Scan the records below for the line containing "output point(979, 491)" and the line containing "output point(455, 553)". Copy both, plus every line between, exactly.

### DATA SUPPLIED
━━━━━━━━

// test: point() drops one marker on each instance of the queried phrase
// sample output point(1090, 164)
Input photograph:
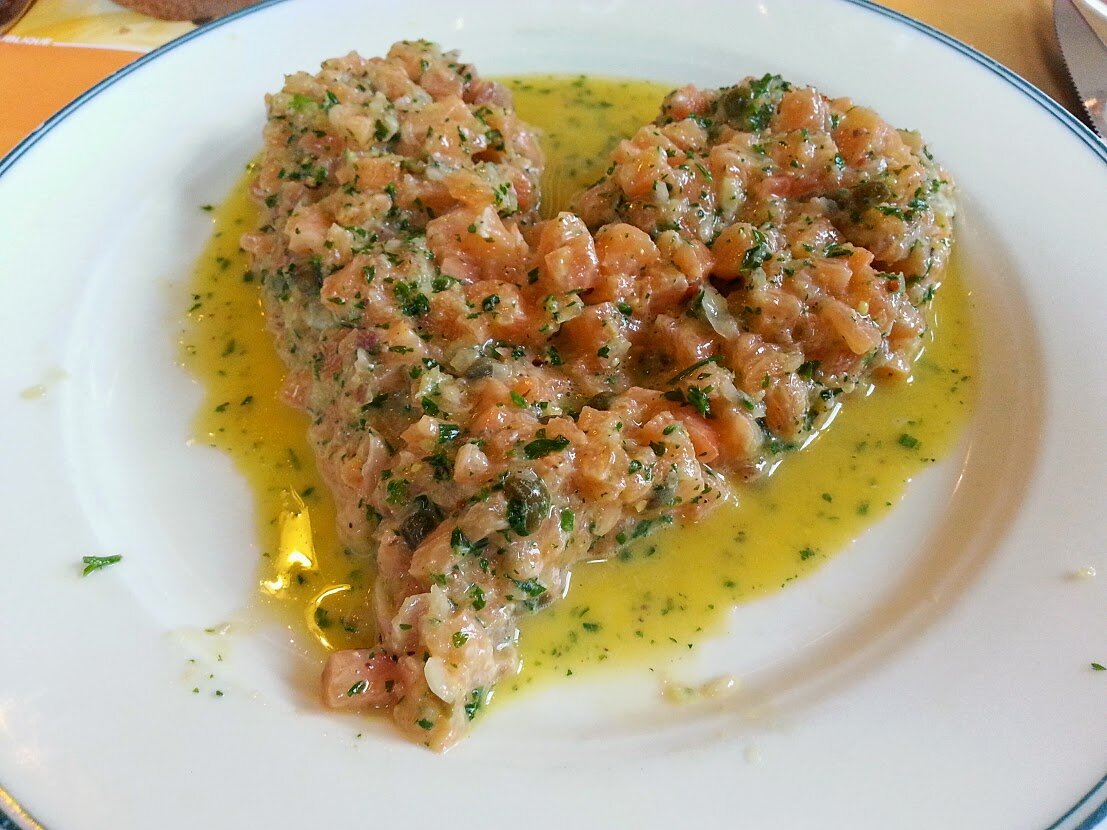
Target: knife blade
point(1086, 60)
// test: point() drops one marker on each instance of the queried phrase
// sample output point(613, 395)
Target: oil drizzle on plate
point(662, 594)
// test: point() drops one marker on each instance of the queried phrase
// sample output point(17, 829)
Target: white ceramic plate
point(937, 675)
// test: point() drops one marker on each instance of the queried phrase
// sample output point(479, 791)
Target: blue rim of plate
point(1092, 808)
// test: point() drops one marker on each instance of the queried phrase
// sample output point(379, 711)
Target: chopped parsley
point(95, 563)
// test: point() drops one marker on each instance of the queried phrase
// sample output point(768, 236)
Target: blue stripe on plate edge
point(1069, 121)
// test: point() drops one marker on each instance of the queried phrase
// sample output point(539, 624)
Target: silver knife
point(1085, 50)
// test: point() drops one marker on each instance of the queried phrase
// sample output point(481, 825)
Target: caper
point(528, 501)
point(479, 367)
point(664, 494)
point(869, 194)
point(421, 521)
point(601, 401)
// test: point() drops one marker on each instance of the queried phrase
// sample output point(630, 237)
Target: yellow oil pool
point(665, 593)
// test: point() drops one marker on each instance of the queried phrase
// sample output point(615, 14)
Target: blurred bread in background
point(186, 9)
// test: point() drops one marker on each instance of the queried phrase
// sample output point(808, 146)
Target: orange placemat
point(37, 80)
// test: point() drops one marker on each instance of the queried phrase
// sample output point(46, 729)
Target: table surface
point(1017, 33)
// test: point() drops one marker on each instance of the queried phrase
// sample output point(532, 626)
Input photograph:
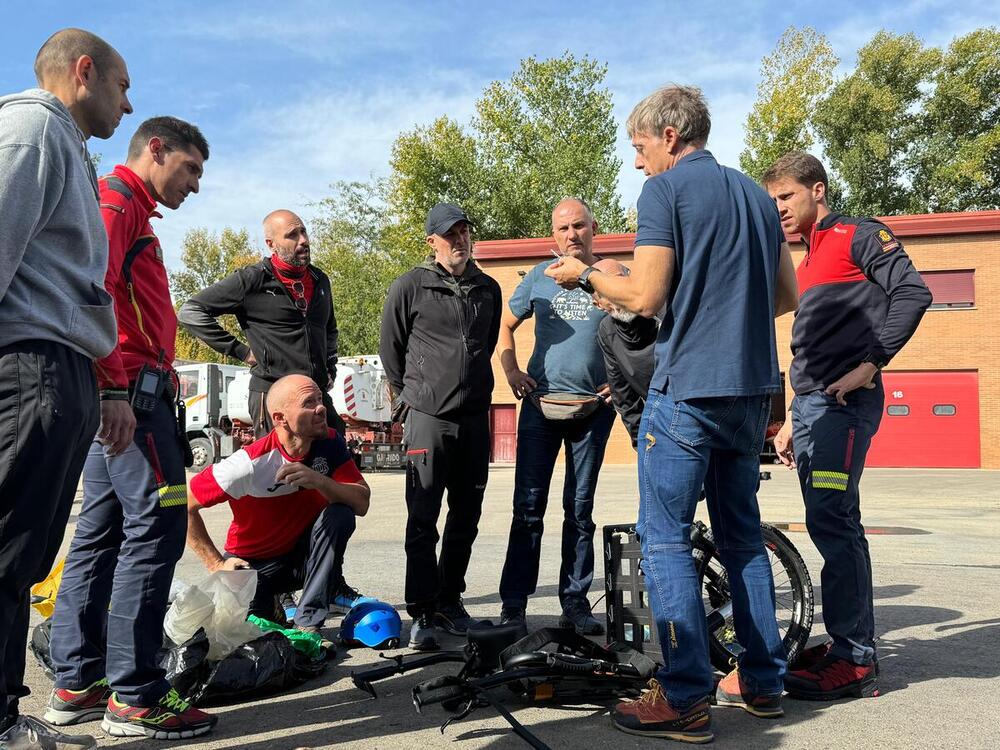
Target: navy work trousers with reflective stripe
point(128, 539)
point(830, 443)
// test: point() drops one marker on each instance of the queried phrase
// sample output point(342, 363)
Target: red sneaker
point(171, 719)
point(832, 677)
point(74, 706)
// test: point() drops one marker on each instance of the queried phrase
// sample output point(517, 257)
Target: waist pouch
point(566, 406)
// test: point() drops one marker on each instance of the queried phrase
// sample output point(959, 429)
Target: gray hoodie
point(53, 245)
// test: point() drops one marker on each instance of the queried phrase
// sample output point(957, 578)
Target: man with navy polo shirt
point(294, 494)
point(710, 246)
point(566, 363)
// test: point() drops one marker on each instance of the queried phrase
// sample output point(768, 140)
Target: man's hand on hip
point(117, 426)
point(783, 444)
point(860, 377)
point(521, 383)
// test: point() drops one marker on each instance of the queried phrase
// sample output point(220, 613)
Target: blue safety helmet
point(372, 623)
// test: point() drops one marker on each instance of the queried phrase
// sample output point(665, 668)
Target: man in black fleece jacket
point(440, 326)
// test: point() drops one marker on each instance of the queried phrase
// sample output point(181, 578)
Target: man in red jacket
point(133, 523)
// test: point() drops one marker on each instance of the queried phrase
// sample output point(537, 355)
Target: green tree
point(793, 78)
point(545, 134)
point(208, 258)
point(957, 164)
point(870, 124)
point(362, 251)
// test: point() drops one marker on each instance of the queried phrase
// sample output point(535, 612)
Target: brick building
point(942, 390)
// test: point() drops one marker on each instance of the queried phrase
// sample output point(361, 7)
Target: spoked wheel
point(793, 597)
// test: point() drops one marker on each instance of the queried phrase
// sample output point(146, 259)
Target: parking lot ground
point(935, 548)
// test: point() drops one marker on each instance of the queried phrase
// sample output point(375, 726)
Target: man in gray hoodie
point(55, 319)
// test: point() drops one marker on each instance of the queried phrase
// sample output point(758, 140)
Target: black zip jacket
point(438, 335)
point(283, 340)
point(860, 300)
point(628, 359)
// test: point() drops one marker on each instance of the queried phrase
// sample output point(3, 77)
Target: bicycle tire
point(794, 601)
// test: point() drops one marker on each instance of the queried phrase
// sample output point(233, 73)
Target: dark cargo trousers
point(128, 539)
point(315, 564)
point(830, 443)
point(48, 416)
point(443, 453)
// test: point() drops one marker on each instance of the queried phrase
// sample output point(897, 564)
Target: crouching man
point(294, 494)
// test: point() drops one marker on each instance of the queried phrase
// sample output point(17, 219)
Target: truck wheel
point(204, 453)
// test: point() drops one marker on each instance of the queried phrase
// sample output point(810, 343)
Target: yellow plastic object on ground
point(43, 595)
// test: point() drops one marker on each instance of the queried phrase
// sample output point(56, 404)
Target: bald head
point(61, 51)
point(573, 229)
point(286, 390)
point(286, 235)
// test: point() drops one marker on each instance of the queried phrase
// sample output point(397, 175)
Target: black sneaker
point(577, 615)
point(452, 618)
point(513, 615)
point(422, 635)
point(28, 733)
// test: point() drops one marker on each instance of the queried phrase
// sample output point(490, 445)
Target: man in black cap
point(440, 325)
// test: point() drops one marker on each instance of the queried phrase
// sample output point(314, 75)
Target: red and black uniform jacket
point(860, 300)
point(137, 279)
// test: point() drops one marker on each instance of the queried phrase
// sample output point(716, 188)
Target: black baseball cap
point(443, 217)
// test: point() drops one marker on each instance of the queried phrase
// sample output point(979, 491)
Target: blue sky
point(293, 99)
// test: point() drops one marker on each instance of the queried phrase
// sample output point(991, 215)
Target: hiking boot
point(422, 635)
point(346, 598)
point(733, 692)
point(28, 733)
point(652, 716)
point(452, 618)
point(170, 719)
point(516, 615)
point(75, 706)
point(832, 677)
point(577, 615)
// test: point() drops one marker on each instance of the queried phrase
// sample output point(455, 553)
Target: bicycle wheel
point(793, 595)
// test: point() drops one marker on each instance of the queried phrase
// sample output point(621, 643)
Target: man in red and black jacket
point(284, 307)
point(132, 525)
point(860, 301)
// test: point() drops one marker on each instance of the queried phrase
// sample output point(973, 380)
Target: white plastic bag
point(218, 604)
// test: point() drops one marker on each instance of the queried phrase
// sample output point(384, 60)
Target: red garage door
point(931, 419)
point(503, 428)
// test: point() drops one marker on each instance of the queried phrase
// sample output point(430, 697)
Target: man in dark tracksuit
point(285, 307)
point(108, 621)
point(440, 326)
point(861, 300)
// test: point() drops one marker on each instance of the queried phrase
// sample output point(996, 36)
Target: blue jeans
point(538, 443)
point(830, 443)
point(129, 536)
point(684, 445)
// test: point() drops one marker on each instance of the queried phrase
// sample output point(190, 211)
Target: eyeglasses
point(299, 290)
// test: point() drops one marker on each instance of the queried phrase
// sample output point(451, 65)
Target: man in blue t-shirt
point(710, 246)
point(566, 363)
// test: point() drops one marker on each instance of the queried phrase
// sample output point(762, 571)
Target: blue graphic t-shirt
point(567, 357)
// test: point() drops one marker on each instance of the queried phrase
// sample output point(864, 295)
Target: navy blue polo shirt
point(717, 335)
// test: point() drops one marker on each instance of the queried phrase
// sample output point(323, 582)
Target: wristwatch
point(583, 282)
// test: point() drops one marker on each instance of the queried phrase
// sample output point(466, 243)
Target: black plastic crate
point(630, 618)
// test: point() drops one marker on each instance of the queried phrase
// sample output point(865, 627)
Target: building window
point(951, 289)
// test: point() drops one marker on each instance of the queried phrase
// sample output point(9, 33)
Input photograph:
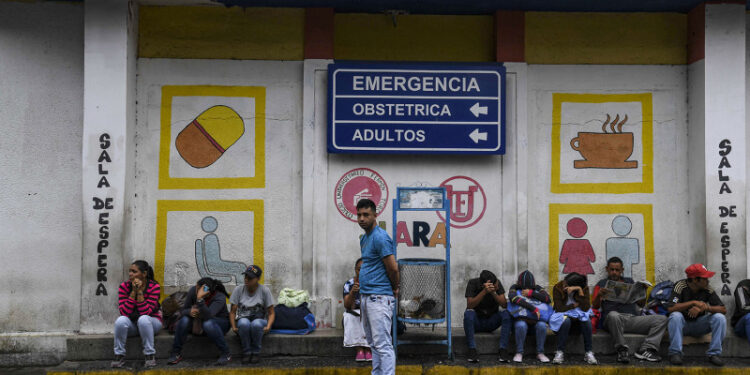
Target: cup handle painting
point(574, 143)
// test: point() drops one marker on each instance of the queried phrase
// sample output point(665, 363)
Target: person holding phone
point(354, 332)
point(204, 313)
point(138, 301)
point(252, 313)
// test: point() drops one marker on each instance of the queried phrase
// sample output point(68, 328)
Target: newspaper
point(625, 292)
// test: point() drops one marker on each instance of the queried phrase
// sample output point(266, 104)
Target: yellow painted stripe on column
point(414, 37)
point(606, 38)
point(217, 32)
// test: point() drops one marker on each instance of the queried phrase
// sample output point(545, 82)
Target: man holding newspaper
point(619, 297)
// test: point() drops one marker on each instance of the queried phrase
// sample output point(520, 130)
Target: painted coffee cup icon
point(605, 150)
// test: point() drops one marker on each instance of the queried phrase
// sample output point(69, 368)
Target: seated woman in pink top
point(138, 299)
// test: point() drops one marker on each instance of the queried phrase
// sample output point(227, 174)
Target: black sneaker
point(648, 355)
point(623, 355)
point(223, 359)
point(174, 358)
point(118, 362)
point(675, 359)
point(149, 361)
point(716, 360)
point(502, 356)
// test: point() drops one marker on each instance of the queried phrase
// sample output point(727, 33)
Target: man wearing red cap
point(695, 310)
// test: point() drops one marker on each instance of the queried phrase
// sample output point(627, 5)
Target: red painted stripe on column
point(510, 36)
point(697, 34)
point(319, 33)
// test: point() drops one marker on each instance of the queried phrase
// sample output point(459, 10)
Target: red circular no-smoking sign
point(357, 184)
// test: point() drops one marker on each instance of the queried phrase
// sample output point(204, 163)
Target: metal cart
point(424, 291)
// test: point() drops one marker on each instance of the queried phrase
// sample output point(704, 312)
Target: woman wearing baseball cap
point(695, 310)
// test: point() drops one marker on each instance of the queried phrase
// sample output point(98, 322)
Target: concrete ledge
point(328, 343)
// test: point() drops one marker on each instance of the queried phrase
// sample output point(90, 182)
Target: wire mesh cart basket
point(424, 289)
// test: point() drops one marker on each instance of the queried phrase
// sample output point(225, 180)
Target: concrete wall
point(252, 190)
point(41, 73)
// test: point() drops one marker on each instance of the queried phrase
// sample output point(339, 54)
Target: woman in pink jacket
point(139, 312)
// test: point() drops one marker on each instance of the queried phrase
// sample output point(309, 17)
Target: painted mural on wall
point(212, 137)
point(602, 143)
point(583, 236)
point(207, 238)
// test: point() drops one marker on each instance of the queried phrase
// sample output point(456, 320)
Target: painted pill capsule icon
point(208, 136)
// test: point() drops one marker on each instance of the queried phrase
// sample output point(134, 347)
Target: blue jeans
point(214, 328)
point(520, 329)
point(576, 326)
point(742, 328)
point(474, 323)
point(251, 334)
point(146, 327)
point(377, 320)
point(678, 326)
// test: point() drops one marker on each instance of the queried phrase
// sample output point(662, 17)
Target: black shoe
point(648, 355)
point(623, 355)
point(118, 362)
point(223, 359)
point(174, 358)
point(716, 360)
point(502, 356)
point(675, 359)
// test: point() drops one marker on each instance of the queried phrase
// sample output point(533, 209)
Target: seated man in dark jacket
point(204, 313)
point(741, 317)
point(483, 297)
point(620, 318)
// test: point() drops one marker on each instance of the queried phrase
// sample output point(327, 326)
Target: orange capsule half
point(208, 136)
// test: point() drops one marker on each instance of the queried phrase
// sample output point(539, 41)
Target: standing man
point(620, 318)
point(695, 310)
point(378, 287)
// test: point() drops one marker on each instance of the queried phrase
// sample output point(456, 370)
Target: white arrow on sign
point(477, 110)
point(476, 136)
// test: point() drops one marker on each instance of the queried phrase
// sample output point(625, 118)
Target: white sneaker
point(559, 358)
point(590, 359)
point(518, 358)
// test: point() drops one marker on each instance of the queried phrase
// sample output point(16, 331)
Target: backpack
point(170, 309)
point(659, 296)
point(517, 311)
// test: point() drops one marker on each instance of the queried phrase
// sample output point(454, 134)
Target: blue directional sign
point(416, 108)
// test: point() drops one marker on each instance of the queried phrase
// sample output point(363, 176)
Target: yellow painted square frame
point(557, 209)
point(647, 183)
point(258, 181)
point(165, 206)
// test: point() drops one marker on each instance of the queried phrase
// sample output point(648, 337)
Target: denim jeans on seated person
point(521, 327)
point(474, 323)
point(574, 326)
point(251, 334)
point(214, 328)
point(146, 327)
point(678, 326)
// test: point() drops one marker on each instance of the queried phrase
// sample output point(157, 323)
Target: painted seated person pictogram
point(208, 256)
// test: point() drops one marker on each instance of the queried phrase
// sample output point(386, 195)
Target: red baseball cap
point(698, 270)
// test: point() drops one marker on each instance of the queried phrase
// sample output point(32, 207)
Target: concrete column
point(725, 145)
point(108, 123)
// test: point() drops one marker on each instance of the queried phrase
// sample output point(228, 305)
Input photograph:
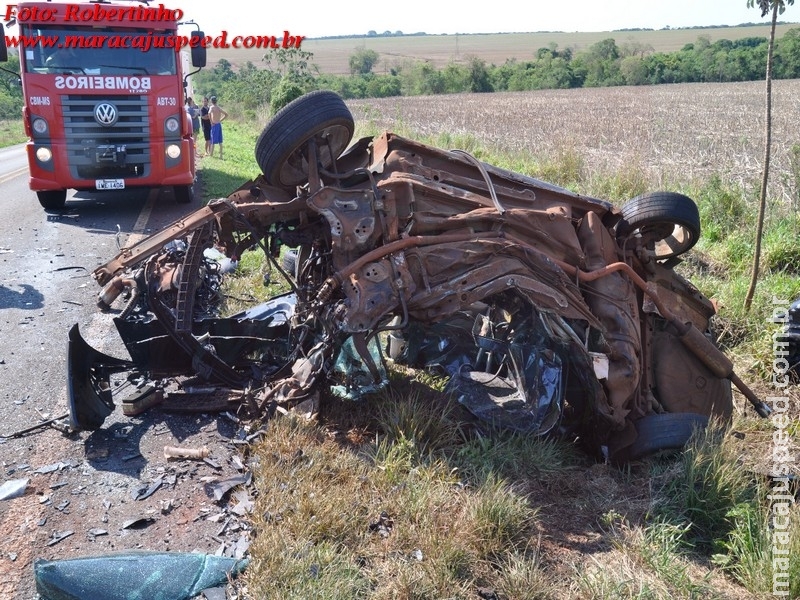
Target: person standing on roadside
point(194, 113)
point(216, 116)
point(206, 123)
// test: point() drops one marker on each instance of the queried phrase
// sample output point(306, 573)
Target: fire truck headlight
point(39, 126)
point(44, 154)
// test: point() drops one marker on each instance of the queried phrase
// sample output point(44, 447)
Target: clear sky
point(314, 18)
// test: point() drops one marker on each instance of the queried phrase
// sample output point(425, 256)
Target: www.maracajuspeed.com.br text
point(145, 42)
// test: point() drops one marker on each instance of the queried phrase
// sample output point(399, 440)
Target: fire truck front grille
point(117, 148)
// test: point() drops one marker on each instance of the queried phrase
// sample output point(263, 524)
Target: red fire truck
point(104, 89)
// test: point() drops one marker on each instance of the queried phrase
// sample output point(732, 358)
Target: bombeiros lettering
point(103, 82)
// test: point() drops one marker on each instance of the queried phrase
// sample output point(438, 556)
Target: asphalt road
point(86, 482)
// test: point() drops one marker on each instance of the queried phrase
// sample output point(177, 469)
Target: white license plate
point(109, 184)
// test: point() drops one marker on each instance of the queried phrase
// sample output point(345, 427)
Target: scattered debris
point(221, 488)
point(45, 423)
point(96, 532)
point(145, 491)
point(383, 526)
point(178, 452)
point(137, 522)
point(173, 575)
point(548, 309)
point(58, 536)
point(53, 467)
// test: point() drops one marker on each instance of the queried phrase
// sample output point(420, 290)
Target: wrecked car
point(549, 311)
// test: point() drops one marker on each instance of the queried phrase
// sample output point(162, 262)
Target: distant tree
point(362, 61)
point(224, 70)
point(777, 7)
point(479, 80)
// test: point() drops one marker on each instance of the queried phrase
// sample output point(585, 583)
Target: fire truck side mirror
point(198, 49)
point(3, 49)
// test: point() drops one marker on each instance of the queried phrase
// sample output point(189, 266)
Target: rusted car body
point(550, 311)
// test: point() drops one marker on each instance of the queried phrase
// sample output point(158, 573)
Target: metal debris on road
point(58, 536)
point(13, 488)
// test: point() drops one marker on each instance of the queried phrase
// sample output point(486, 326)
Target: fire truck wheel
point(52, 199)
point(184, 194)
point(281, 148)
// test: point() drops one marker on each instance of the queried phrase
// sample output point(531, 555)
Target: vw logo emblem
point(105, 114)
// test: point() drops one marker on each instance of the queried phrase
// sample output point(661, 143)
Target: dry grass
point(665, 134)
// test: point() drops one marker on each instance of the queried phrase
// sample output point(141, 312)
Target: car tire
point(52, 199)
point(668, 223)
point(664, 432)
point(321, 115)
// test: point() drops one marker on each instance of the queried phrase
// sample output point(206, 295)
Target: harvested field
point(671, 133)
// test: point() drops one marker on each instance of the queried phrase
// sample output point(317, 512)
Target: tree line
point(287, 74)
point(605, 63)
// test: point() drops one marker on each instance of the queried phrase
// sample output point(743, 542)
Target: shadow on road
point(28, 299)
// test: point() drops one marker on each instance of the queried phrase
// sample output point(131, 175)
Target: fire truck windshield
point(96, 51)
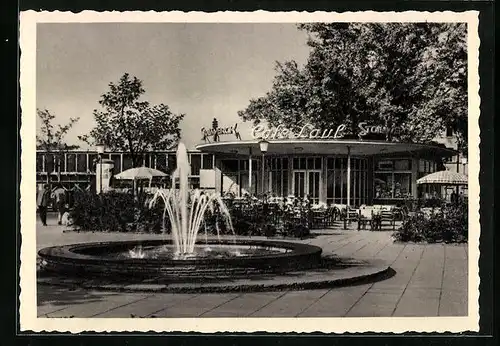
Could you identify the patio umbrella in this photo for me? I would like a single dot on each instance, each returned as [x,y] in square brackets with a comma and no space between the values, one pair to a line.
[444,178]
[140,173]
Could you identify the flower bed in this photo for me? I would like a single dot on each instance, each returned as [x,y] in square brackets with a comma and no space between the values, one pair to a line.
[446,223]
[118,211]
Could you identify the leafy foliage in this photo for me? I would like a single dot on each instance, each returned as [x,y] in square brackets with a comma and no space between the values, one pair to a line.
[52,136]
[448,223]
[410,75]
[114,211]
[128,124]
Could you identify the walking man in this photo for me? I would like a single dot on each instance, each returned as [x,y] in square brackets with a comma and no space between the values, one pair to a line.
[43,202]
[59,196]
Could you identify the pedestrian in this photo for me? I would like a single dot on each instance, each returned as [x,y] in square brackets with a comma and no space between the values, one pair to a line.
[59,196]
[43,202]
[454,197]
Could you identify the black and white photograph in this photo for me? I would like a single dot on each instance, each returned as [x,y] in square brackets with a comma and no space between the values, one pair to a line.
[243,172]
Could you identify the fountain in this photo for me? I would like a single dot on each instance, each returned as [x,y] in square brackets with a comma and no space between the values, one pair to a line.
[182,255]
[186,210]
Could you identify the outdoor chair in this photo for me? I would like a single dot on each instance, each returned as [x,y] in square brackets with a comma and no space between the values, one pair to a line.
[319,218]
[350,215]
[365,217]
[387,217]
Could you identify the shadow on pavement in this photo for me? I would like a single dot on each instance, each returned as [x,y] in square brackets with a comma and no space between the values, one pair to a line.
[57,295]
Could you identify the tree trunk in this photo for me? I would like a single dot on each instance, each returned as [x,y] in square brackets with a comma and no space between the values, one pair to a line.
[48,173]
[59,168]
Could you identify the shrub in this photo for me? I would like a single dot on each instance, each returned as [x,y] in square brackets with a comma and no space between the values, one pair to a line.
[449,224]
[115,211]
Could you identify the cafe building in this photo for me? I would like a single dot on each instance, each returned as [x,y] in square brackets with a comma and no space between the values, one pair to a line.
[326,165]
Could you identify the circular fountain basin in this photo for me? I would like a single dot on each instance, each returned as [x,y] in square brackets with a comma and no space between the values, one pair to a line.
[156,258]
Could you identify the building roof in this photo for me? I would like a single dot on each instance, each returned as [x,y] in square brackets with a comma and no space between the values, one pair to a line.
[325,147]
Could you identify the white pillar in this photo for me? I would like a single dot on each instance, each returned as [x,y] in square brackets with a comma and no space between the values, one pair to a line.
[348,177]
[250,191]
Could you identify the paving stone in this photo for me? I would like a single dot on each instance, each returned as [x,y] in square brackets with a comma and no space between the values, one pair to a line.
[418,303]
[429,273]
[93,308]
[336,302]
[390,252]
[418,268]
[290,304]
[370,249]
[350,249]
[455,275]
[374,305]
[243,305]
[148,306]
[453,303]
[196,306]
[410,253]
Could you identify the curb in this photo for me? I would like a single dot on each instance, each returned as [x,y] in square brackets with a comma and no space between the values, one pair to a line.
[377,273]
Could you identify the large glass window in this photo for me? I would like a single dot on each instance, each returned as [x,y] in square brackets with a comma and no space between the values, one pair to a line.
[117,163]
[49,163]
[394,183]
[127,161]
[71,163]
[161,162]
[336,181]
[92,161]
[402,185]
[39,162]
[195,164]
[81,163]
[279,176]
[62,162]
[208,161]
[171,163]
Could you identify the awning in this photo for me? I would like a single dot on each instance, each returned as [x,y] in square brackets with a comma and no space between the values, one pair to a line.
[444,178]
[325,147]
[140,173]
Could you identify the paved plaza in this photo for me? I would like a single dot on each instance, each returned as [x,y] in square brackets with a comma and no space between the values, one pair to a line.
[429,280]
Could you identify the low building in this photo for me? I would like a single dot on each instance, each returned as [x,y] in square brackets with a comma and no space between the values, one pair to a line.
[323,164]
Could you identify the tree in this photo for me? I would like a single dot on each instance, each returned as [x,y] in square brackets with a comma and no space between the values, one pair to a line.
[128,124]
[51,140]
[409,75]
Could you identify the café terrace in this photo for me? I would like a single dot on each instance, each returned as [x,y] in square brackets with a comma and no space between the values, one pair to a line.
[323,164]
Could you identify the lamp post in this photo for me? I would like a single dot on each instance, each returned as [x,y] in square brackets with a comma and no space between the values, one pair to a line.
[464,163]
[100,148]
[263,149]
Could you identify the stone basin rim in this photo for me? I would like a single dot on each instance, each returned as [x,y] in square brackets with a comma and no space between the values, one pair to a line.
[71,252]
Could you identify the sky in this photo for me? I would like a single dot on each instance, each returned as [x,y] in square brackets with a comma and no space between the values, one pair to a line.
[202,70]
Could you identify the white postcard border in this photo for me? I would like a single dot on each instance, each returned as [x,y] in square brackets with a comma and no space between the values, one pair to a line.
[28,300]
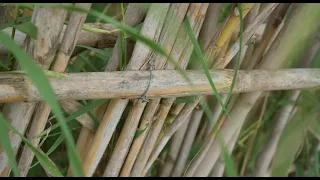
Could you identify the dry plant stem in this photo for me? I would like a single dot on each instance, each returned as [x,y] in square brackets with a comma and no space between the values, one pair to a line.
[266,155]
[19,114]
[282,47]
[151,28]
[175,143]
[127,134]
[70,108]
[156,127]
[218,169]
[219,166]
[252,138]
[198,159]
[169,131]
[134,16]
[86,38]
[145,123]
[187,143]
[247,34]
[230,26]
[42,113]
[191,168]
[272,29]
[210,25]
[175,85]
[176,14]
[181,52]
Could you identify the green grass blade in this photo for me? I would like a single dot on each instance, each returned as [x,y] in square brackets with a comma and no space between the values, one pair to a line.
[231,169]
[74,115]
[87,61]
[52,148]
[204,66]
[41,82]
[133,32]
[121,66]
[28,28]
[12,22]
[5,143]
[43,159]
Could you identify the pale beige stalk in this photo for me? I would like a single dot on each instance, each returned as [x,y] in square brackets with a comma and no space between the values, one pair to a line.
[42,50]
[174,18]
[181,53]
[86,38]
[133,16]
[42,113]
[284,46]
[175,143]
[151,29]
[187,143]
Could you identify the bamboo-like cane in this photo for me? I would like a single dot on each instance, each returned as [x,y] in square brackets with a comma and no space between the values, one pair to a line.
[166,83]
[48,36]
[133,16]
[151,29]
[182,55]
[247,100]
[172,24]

━━━━━━━━

### ANSWER BOX
// sample output point(979, 491)
Target: blue sky
point(293, 99)
// test: point() drops one marker on each instance of the queried phrase
// sample output point(991, 215)
Target: hiking boot
point(422, 635)
point(346, 598)
point(733, 692)
point(28, 733)
point(652, 716)
point(452, 618)
point(170, 719)
point(516, 615)
point(75, 706)
point(832, 677)
point(577, 615)
// test: point() drops one marker on each instance of the queried phrase
// sample output point(455, 553)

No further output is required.